[Saved data entries]
_ _ _ _ _
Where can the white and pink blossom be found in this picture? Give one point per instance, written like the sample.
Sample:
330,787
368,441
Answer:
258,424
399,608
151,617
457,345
_ _ _ _ _
• **Your instructions**: Return all the lines above exactly as given.

• **Result of this exercise**:
Where can the white and pink blossom be found in this picture? Give one point per instance, written like the sample.
Sample:
330,787
368,441
Answer:
258,424
399,608
151,617
457,345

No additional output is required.